Problem A:
Answer these questions about the turnip thread:
(i) At what price are the turnips on?
(ii) How many NMTs does edsett offer, and for how many trips?
(iii) How many trips does Kam! ask to make?

++++ Given text ++++

# Turnips 475 bells!



## matt2019 (May 2, 2020)

Turnips are on for 475 bells. Would anybody be interested in coming over to sell? Entry fee will be a nook miles ticket per trip.


----------



## edsett (May 2, 2020)

I would be! I can give you 5 NMTs for 5 trips if possible.


----------



## matt2019 (May 2, 2020)

edsett said:


> I would be! I can give you 5 NMTs for 5 trips if possible.


Yeah that’s good!


----------



## edsett (May 2, 2020)

matt2019 said:


> Yeah that’s good!


Great! Give me a moment to collect the tickets (I’m trading right now unfortunately ehe).


----------



## Kam! (May 2, 2020)

Yeah! Can i come?
 1 trip, maybe 2. I have the NMTs


----------



## Lildunkaroo26 (May 2, 2020)

++++ Input records ++++

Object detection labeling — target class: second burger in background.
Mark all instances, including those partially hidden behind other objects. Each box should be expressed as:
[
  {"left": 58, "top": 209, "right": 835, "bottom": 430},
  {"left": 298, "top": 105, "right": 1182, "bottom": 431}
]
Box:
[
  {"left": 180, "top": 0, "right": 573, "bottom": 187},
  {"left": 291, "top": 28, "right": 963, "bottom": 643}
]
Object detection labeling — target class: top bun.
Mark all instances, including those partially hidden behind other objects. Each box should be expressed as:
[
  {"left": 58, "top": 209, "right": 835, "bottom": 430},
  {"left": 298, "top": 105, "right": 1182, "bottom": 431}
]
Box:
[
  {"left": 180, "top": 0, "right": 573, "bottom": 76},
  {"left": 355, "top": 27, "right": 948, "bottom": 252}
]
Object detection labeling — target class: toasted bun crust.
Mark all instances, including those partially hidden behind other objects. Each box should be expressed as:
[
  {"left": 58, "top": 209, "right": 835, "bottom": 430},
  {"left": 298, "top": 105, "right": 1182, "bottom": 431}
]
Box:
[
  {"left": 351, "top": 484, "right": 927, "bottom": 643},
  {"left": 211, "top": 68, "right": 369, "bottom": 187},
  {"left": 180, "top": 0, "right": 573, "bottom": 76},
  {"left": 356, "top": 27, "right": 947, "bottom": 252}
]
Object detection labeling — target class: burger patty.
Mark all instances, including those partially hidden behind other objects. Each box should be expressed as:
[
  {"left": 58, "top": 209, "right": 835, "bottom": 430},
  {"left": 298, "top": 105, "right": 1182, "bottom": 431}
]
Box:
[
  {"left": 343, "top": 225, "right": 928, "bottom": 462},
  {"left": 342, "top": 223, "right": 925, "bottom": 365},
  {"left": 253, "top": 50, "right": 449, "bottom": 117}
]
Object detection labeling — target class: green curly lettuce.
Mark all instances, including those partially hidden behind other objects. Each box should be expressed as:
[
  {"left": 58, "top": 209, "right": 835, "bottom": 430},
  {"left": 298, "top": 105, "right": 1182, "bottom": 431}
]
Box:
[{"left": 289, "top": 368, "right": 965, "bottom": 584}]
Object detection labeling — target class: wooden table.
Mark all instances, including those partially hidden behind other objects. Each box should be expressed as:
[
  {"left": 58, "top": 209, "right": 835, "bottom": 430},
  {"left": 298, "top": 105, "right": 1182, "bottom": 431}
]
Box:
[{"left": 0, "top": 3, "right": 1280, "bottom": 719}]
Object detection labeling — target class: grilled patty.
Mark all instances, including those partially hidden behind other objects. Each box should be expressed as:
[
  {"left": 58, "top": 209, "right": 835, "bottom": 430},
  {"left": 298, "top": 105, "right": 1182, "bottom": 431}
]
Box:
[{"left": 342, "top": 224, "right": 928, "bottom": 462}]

++++

Problem B: Report each line of the rows that contains the word "detection".

Task result A:
(i) 475 bells.
(ii) 5 NMTs for 5 trips.
(iii) 1 trip, maybe 2.

Task result B:
Object detection labeling — target class: second burger in background.
Object detection labeling — target class: top bun.
Object detection labeling — target class: toasted bun crust.
Object detection labeling — target class: burger patty.
Object detection labeling — target class: green curly lettuce.
Object detection labeling — target class: wooden table.
Object detection labeling — target class: grilled patty.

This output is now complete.